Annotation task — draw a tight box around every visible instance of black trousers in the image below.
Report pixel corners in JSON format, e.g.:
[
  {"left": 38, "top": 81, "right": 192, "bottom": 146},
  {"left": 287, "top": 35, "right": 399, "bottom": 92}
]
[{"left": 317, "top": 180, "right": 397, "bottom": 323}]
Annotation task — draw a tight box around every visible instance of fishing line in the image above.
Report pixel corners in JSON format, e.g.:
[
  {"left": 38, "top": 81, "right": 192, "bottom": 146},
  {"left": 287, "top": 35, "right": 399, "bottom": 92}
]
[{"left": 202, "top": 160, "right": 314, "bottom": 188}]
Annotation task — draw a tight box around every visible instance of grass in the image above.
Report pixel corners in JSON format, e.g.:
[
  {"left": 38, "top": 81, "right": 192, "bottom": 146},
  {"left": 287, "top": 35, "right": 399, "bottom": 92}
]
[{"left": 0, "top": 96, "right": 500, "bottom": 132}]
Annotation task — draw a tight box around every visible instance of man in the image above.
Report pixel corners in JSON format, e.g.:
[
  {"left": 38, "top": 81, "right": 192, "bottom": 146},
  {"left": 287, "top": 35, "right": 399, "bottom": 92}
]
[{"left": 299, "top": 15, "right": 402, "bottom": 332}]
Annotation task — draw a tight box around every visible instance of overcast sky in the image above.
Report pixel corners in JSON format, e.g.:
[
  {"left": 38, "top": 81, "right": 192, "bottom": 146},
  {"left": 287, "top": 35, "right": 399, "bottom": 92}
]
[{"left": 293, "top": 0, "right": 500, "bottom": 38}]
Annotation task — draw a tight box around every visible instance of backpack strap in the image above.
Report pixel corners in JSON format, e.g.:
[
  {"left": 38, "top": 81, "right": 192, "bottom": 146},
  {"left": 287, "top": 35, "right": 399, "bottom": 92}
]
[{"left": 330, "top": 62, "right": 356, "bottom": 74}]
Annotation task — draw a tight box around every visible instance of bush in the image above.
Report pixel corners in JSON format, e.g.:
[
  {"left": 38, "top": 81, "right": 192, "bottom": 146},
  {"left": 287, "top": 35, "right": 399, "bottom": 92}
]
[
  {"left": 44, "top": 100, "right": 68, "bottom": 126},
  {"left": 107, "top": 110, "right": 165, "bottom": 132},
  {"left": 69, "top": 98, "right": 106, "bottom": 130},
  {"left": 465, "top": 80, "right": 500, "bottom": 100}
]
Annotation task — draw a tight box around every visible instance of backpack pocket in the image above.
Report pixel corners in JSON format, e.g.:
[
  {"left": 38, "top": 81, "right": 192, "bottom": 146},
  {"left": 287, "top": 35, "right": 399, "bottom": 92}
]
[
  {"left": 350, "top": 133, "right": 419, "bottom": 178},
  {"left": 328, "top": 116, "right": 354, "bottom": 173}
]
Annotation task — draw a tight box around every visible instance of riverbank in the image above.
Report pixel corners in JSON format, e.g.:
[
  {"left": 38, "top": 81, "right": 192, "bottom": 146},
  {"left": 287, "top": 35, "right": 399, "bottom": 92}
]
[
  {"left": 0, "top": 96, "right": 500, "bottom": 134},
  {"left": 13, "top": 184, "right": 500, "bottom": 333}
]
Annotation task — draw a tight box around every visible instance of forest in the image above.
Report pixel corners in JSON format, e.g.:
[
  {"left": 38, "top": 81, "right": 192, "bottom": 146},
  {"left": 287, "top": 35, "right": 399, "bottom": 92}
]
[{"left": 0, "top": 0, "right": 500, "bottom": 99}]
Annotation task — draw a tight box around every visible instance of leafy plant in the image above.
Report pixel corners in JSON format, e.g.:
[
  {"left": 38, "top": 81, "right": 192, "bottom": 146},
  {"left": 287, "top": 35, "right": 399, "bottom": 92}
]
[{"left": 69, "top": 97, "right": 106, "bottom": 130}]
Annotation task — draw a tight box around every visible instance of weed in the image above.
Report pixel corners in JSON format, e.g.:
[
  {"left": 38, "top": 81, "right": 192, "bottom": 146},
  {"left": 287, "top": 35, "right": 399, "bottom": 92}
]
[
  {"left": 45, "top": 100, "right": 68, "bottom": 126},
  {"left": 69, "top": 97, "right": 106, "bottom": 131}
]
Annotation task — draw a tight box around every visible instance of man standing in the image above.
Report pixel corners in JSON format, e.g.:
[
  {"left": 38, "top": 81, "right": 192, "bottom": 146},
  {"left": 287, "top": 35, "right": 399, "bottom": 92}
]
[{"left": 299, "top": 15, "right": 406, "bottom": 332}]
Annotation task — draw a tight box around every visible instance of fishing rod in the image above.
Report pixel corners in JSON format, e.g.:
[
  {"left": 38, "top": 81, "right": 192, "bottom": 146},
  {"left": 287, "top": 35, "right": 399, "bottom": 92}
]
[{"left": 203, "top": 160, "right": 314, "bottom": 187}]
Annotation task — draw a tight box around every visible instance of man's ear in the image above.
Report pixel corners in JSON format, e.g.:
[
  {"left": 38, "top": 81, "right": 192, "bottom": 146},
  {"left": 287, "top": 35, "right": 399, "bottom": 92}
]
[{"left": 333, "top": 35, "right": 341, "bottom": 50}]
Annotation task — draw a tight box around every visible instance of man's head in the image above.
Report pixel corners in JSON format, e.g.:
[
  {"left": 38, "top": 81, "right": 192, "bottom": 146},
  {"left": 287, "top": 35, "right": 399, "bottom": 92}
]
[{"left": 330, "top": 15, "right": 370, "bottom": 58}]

### TO BE DONE
Convert every line of the items above into a Markdown table with the columns "Row" and "Line text," one row per line with blank lines left out.

### OUTPUT
| Row | Line text |
|---|---|
| 1 | Annotation task — draw a tight box around every visible instance of black trousers in the image below. |
| 2 | Report pixel corners in JSON format, e.g.: |
| 3 | [ |
| 4 |   {"left": 38, "top": 81, "right": 192, "bottom": 146}, |
| 5 |   {"left": 287, "top": 35, "right": 399, "bottom": 92} |
| 6 | ] |
| 7 | [{"left": 317, "top": 180, "right": 397, "bottom": 323}] |
| 8 | Annotation task — draw a tight box around every visible instance of fishing line in the image above. |
| 9 | Report pixel corners in JSON format, e.g.: |
| 10 | [ |
| 11 |   {"left": 38, "top": 81, "right": 192, "bottom": 146}, |
| 12 |   {"left": 287, "top": 35, "right": 399, "bottom": 92} |
| 13 | ] |
| 14 | [{"left": 202, "top": 160, "right": 314, "bottom": 188}] |
| 15 | Annotation task — draw a tight box around every visible instance of grass in the image above. |
| 16 | Report pixel corners in JSON format, e.g.: |
| 17 | [ |
| 18 |   {"left": 38, "top": 81, "right": 192, "bottom": 146}, |
| 19 |   {"left": 287, "top": 35, "right": 399, "bottom": 92} |
| 20 | ] |
| 21 | [{"left": 0, "top": 96, "right": 500, "bottom": 132}] |
| 22 | Annotation task — draw a tight box around every visible instance of man in the image above. |
| 23 | Report pixel corners in JSON format, e.g.: |
| 24 | [ |
| 25 |   {"left": 38, "top": 81, "right": 192, "bottom": 146}, |
| 26 |   {"left": 287, "top": 35, "right": 399, "bottom": 92} |
| 27 | ] |
| 28 | [{"left": 299, "top": 15, "right": 402, "bottom": 332}] |
| 29 | Annotation task — draw a tight box around every visible instance of overcast sky in the image above. |
| 30 | Report pixel corners in JSON format, e.g.: |
| 31 | [ |
| 32 |   {"left": 38, "top": 81, "right": 192, "bottom": 146}, |
| 33 |   {"left": 287, "top": 35, "right": 399, "bottom": 92} |
| 34 | ] |
| 35 | [{"left": 293, "top": 0, "right": 500, "bottom": 38}] |
| 36 | Annotation task — draw a tight box around every visible instance of backpack strap in the image above. |
| 37 | Report pixel corners in JSON format, e.g.: |
| 38 | [ |
| 39 |   {"left": 38, "top": 81, "right": 192, "bottom": 146}, |
| 40 |   {"left": 287, "top": 35, "right": 399, "bottom": 92} |
| 41 | ] |
| 42 | [{"left": 330, "top": 62, "right": 356, "bottom": 74}] |
| 43 | Annotation task — draw a tight box around every visible instance of bush in the image above. |
| 44 | Report pixel corners in JSON format, e.g.: |
| 45 | [ |
| 46 |   {"left": 38, "top": 81, "right": 192, "bottom": 146}, |
| 47 |   {"left": 287, "top": 35, "right": 399, "bottom": 92} |
| 48 | ] |
| 49 | [ |
| 50 |   {"left": 44, "top": 100, "right": 68, "bottom": 126}, |
| 51 |   {"left": 107, "top": 110, "right": 165, "bottom": 132}, |
| 52 |   {"left": 69, "top": 98, "right": 106, "bottom": 130}, |
| 53 |   {"left": 465, "top": 80, "right": 500, "bottom": 100} |
| 54 | ] |
| 55 | Annotation task — draw a tight box around every visible instance of backpack pocket in the image above. |
| 56 | Report pixel corners in JSON format, e.g.: |
| 57 | [ |
| 58 |   {"left": 38, "top": 81, "right": 192, "bottom": 146}, |
| 59 |   {"left": 287, "top": 35, "right": 399, "bottom": 92} |
| 60 | ] |
| 61 | [ |
| 62 |   {"left": 350, "top": 133, "right": 419, "bottom": 178}, |
| 63 |   {"left": 328, "top": 116, "right": 354, "bottom": 173} |
| 64 | ] |
| 65 | Annotation task — draw a tight box around every visible instance of riverbank in the image above. |
| 66 | Report pixel corners in JSON format, e.g.: |
| 67 | [ |
| 68 |   {"left": 38, "top": 81, "right": 192, "bottom": 146}, |
| 69 |   {"left": 287, "top": 35, "right": 399, "bottom": 92} |
| 70 | ] |
| 71 | [ |
| 72 |   {"left": 0, "top": 96, "right": 500, "bottom": 134}, |
| 73 |   {"left": 13, "top": 184, "right": 500, "bottom": 333} |
| 74 | ] |
| 75 | Annotation task — draw a tight box around every visible instance of forest in the image above. |
| 76 | Report pixel corners in JSON format, e.g.: |
| 77 | [ |
| 78 |   {"left": 38, "top": 81, "right": 192, "bottom": 146}, |
| 79 |   {"left": 287, "top": 35, "right": 399, "bottom": 92} |
| 80 | ] |
| 81 | [{"left": 0, "top": 0, "right": 500, "bottom": 99}] |
| 82 | Annotation task — draw a tight box around every visible instance of leafy plant in the image above. |
| 83 | Report pixel corners in JSON format, e.g.: |
| 84 | [ |
| 85 |   {"left": 38, "top": 81, "right": 192, "bottom": 146}, |
| 86 |   {"left": 287, "top": 35, "right": 399, "bottom": 92} |
| 87 | ] |
| 88 | [{"left": 69, "top": 97, "right": 106, "bottom": 130}] |
| 89 | Annotation task — draw a tight box around every visible instance of weed in the image above. |
| 90 | Report pixel corners in JSON format, e.g.: |
| 91 | [ |
| 92 |   {"left": 38, "top": 81, "right": 192, "bottom": 146}, |
| 93 |   {"left": 287, "top": 35, "right": 399, "bottom": 92} |
| 94 | ] |
| 95 | [ |
| 96 |   {"left": 45, "top": 100, "right": 68, "bottom": 126}, |
| 97 |   {"left": 69, "top": 97, "right": 106, "bottom": 131} |
| 98 | ] |
| 99 | Annotation task — draw a tight box around every visible instance of man standing in the image above. |
| 100 | Report pixel corners in JSON format, e.g.: |
| 101 | [ |
| 102 |   {"left": 38, "top": 81, "right": 192, "bottom": 146}, |
| 103 |   {"left": 287, "top": 35, "right": 399, "bottom": 92} |
| 104 | ] |
| 105 | [{"left": 299, "top": 15, "right": 406, "bottom": 332}] |
| 106 | Annotation task — draw a tight box around every visible instance of fishing rod in the image above. |
| 107 | Report pixel corners in JSON format, e.g.: |
| 108 | [ |
| 109 |   {"left": 38, "top": 81, "right": 192, "bottom": 146}, |
| 110 |   {"left": 287, "top": 35, "right": 399, "bottom": 92} |
| 111 | ] |
| 112 | [{"left": 203, "top": 160, "right": 314, "bottom": 187}] |
| 113 | Annotation task — draw a tight box around every visible instance of man's ear in the image above. |
| 114 | Report pixel corners in JSON format, e.g.: |
| 115 | [ |
| 116 |   {"left": 38, "top": 81, "right": 192, "bottom": 146}, |
| 117 |   {"left": 287, "top": 35, "right": 399, "bottom": 92} |
| 118 | ] |
| 119 | [{"left": 333, "top": 35, "right": 341, "bottom": 50}] |
| 120 | Annotation task — draw a tight box around every visible instance of man's head in the image above. |
| 121 | Report pixel corners in JSON format, e.g.: |
| 122 | [ |
| 123 |   {"left": 38, "top": 81, "right": 192, "bottom": 146}, |
| 124 |   {"left": 287, "top": 35, "right": 399, "bottom": 92} |
| 125 | ] |
| 126 | [{"left": 330, "top": 15, "right": 370, "bottom": 58}] |